# The exercise
Rewrite the records below as a numbered list with one line per item, omitting any blank lines.

# Dataset records
:::

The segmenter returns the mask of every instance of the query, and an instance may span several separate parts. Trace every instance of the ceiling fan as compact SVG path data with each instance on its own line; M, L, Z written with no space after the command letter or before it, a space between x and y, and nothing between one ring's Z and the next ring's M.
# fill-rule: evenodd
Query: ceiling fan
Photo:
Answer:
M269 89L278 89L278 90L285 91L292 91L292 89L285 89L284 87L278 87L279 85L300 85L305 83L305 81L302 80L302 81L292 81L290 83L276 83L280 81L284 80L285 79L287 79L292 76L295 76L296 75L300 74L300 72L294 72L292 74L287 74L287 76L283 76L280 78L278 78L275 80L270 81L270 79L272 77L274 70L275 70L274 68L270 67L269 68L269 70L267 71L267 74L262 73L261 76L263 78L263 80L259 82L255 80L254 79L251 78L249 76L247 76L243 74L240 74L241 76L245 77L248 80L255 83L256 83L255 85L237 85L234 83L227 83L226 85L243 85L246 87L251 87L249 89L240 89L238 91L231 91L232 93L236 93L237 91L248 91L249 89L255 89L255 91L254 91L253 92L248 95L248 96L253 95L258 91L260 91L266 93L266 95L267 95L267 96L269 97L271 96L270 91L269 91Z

:::

# Finished exercise
1. The segmenter returns the mask of every instance of the query, and an instance may span several separate parts. Trace every instance of the ceiling fan as compact SVG path data with each instance on its own line; M, L, Z written with no space after the command letter or before it, a space between x and y, and nothing between one ring's Z and the next ring's M.
2. # fill-rule: evenodd
3. Query: ceiling fan
4. Photo:
5. Answer:
6. M269 89L278 89L278 90L285 91L292 91L292 89L285 89L284 87L278 87L279 85L300 85L305 83L305 81L302 80L302 81L292 81L290 83L276 83L280 81L284 80L285 79L287 79L292 76L295 76L296 75L300 74L300 72L294 72L292 74L287 74L287 76L283 76L280 78L278 78L275 80L270 81L270 79L272 77L274 70L275 70L274 68L270 67L269 68L269 70L267 71L267 74L262 73L261 76L263 78L263 80L259 82L255 80L254 79L251 78L249 76L247 76L243 74L240 74L241 76L245 77L248 80L255 83L256 83L255 85L237 85L234 83L227 83L226 85L243 85L246 87L251 87L249 89L240 89L238 91L231 91L232 93L236 93L237 91L248 91L249 89L255 89L255 91L254 91L253 92L248 95L248 96L253 95L258 91L260 91L266 93L266 95L267 95L267 96L269 97L271 96L270 91L269 91Z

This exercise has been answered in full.